• [EXERCISE OBJECTIVE]: Rewrite the lines of the data below as a numbered list, from the line containing "Note: for every instance of the man's" through the end of the data, inclusive. Leave out any blank lines.

Some data:
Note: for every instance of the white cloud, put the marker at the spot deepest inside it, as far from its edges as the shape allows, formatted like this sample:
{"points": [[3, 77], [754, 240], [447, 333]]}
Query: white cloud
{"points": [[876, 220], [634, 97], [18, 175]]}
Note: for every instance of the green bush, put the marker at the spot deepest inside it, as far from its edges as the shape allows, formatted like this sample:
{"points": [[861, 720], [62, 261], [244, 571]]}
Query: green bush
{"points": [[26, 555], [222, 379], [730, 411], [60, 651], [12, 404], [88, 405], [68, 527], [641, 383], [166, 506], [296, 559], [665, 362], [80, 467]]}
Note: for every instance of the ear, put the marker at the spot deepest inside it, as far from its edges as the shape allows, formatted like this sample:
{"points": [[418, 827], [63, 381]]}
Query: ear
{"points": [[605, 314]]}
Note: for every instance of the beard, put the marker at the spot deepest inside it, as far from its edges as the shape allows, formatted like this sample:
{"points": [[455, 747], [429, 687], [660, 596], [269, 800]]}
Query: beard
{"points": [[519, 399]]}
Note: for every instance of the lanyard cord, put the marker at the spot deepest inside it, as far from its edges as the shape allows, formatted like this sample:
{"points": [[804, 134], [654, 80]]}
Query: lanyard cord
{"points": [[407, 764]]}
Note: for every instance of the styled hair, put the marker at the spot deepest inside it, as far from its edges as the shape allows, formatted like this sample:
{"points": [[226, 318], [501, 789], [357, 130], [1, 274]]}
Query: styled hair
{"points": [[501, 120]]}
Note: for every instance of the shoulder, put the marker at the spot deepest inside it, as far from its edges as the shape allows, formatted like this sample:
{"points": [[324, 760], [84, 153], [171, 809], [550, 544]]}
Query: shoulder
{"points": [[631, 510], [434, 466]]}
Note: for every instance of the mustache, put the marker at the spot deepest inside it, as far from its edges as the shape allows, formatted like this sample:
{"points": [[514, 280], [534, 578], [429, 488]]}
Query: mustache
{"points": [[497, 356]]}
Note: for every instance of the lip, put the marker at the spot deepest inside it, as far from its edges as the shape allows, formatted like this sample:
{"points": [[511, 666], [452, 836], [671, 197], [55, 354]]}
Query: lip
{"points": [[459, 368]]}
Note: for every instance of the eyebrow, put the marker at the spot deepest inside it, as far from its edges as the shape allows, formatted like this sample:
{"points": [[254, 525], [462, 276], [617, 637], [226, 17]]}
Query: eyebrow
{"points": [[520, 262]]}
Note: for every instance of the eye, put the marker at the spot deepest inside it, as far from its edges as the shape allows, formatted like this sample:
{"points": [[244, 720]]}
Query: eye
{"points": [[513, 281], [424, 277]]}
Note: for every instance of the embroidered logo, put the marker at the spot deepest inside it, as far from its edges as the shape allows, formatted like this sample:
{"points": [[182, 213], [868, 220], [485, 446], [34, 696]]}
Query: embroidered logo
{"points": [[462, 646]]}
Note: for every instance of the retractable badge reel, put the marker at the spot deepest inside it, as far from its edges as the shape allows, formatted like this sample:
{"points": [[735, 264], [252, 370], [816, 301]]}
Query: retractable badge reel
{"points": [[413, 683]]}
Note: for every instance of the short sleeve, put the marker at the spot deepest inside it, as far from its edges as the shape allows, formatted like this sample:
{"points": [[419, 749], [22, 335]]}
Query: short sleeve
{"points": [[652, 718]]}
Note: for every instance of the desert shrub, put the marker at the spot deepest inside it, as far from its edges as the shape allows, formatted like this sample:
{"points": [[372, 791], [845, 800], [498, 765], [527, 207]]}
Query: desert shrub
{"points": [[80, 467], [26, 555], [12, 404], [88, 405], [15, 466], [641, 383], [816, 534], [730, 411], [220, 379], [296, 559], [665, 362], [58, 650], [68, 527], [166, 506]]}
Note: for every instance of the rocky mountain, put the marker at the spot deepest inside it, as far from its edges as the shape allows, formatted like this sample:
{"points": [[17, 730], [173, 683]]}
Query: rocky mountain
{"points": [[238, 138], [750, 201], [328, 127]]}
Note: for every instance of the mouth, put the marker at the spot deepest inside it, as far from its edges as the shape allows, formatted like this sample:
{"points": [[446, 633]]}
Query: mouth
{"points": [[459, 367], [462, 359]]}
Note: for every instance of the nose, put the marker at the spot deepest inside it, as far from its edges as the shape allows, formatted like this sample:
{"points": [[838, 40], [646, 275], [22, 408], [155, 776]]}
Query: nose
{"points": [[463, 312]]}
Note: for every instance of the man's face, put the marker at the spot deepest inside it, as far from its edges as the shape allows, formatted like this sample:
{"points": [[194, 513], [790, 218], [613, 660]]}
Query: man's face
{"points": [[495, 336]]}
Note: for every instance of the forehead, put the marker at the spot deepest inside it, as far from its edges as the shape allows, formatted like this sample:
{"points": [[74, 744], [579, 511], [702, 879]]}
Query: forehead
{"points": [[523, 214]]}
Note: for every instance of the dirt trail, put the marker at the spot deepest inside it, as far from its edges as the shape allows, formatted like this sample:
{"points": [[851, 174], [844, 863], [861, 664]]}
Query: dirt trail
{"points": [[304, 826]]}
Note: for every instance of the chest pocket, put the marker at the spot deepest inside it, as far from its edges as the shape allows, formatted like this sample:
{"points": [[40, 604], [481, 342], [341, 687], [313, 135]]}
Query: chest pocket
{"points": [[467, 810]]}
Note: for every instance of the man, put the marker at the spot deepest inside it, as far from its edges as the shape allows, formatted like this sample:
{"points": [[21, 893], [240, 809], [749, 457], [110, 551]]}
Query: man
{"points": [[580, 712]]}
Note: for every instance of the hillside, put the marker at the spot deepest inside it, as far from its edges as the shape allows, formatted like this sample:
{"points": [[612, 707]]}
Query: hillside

• [SOLUTION]:
1. Note: for every instance of the man's face, put the marker at the spot deepest inside it, as far from its edges as the shape allows, formatted like this sample:
2. {"points": [[194, 513], [790, 218], [613, 660]]}
3. Query: man's face
4. {"points": [[495, 336]]}
5. Note: for every instance of the forehead, put the marker at the spot deepest inside it, as far from its edges as the shape allows, formatted like this sample:
6. {"points": [[74, 744], [579, 511], [702, 879]]}
7. Query: forehead
8. {"points": [[523, 214]]}
9. Note: for every instance of the dirt trail, put the marker at the spot deepest inside it, as far from its edges as the shape allows, formatted like this sample:
10. {"points": [[851, 174], [844, 863], [861, 664]]}
11. Query: dirt trail
12. {"points": [[304, 826]]}
13. Note: for every instance of the chest pocket, put the marker at the spot deepest inside it, as far from its edges as the shape allows, formatted like this sample:
14. {"points": [[40, 604], [481, 342], [341, 687], [313, 135]]}
15. Query: chest pocket
16. {"points": [[467, 810]]}
17. Note: for every instance of the man, put the marker at the spot deepest inside it, as far from its edges as the shape allows, formatted like this sample:
18. {"points": [[21, 893], [240, 809], [749, 457], [110, 551]]}
19. Query: man
20. {"points": [[580, 712]]}
21. Note: for every instance of the hillside, put the marker at the spot deepest inside it, as far from its edges as the shape allows, formatted like this sample:
22. {"points": [[612, 707]]}
23. Query: hillside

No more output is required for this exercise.